_Exercise_
Revise the material below by replacing each "clicks" with "points" and keeping everything else the same. Leave the pictures out of your answer.

_Supplied material_

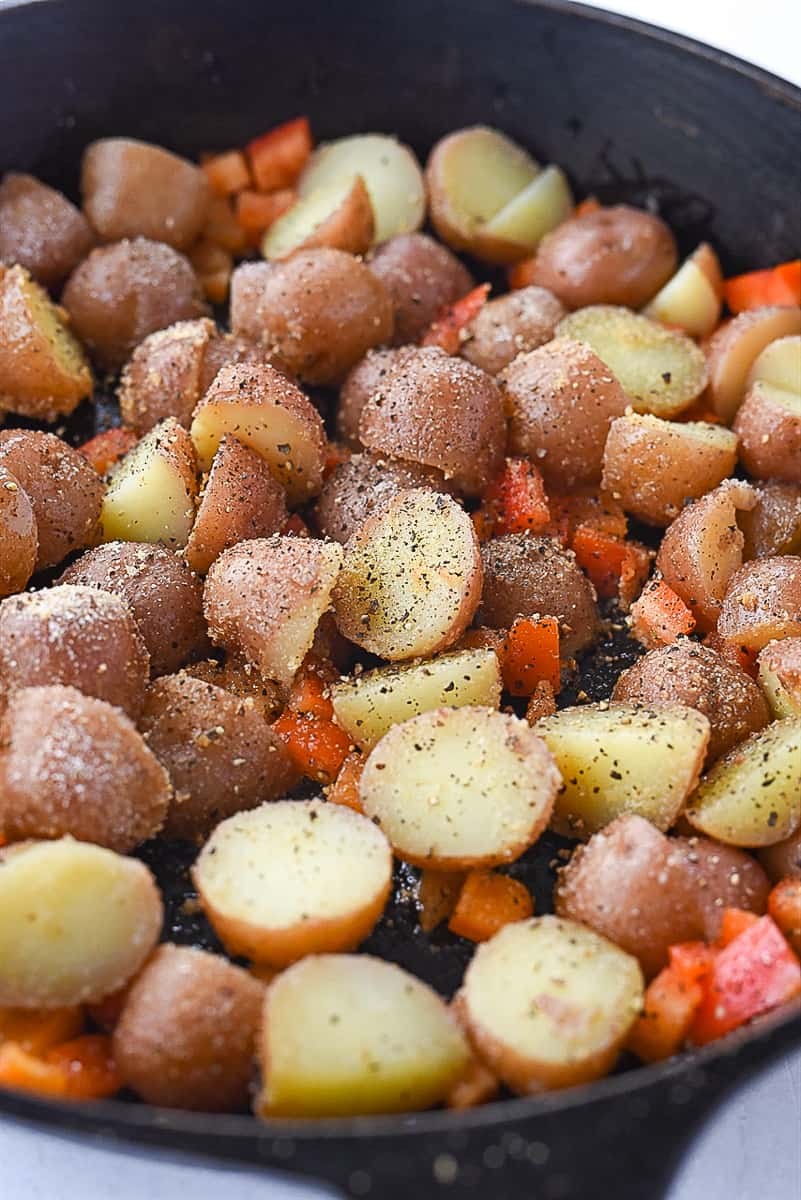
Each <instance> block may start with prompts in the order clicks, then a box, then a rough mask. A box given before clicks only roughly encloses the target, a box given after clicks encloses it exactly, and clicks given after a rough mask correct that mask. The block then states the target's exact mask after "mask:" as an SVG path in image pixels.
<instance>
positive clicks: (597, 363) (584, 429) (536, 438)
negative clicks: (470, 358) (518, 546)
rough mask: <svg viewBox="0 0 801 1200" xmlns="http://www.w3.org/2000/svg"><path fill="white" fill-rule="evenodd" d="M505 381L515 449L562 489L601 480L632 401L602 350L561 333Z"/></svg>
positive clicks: (537, 468) (526, 358)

_Task output_
Each <instance> block may start with prompts in the order points, then a box, then a rough mask. A box given before points only roughly encloses the target, a box given after points encloses it exactly, and points given after a rough mask correct that mask. The block then states the target's exact mask after "mask:" as an SVG path in image pixels.
<instance>
positive points: (597, 363) (584, 429) (536, 438)
negative points: (470, 358) (518, 546)
rough mask: <svg viewBox="0 0 801 1200" xmlns="http://www.w3.org/2000/svg"><path fill="white" fill-rule="evenodd" d="M505 381L515 449L562 489L601 480L632 401L602 350L561 333Z"/></svg>
positive points: (537, 468) (526, 358)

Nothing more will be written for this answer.